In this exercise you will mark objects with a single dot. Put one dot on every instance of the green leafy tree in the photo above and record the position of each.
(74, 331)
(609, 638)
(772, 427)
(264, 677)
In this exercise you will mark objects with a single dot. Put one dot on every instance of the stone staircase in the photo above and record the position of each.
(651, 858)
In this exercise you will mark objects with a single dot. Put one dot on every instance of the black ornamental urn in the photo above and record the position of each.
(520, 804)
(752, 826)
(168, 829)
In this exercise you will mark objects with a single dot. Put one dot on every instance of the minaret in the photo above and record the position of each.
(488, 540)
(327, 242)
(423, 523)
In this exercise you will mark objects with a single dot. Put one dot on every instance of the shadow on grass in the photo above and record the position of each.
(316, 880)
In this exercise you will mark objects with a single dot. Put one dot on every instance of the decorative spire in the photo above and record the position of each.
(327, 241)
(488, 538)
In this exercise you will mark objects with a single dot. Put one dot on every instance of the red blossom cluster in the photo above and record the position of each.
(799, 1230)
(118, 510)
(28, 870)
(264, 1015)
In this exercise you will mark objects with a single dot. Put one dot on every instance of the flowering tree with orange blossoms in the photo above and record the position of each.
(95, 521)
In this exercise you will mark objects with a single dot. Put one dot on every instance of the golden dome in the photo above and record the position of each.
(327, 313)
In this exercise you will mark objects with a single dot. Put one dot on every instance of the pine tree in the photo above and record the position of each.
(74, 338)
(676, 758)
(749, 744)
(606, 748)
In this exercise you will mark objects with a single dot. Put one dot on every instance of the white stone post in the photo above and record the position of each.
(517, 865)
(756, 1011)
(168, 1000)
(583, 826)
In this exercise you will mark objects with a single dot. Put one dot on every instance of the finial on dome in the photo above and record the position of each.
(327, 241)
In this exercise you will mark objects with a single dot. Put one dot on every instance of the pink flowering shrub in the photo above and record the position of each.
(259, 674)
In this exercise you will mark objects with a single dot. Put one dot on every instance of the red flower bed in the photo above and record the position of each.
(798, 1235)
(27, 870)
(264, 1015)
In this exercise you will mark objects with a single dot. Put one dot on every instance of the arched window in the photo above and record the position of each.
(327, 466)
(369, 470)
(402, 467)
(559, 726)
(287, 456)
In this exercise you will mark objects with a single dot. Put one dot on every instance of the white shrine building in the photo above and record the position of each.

Set problem:
Produce an exact copy of the whole listing.

Written solution:
In this exercise you will mark objects with a single dot. Put one dot on every instance of the green leafy tree in the photo above and record the position of each.
(74, 331)
(609, 638)
(772, 427)
(264, 677)
In this exercise you will mark objects with a single dot. Put one dot on every instance of the stone staircase in the photo above and record the position of each.
(651, 858)
In this exercise you will mark objects with a single dot. Put one dot on every instance of the black ornamental urn in the photo above and record the position of each.
(520, 804)
(752, 826)
(168, 829)
In this exercise you will mark objects with a single dot. Put one dot on every instance of the minaret in the photo above and record the position of each.
(488, 540)
(327, 242)
(423, 523)
In this exercise you will mark objects with a single dot. Put one dot on every instance of the shadow on grass in the photo above and record the position of each.
(316, 880)
In this exercise you will mark objects with a single dot. Put one dot on every instance of the decorative spire in the photo above and record the position of each.
(327, 241)
(488, 538)
In this exercise you will mark objects with a single dot. Put one dot on every instance of the red blossom cluster in the photo above and record the position of each.
(799, 1230)
(118, 510)
(28, 870)
(264, 1015)
In this exercise you will mark objects with a single dot. Put one dot on every instance of the flowering tree with orange blossoms in the photo above and record the position of each.
(95, 521)
In this exercise you will mark objects with a single dot. Put one dot on every instance of the golden dome in the photo above and record the position of each.
(327, 313)
In this exercise you will mark objects with a single dot. Put one dot on every instance of the pine tree in the photo above and record the position of each.
(74, 338)
(676, 758)
(749, 744)
(606, 748)
In this exercise you will mark objects with a single dot. Put one dot on every instance of the white stone post in the photo above and record the position of each.
(517, 865)
(756, 1011)
(168, 1000)
(583, 826)
In this exercise you will mark objects with a single dot. Put one dot on every instance of the finial on dome in the photo above and record the position of each.
(327, 241)
In this exercise you will mark objects with a single dot. Put one dot on every instance of the pink flowering shrub in the photo above and record the position of each.
(259, 674)
In this exercise you will mark objects with a single dot. Put one dot on every instance of the red flower bed in the photo above and record the position of each.
(798, 1235)
(27, 870)
(264, 1015)
In this exercise you will mark objects with a single dot. Put one dot on every instance of the arched window in the photo above and record the position of each.
(327, 466)
(369, 470)
(402, 467)
(559, 726)
(287, 456)
In this exercise you will mark objects with a single dot. Put one dot on every instance of the white shrine building in the photo above and record the position of each.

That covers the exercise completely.